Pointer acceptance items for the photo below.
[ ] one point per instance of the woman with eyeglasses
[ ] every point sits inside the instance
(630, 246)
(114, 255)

SHORT EXERCISE: Please rewrite these records with "eyeglasses" swapped for "glasses" and nothing else changed.

ANSWER FOR THIS EXERCISE:
Pointer acceptance items for the photo below.
[ ] one point per instance of the woman with glasses
[ ] every point sits inside the instance
(630, 246)
(114, 255)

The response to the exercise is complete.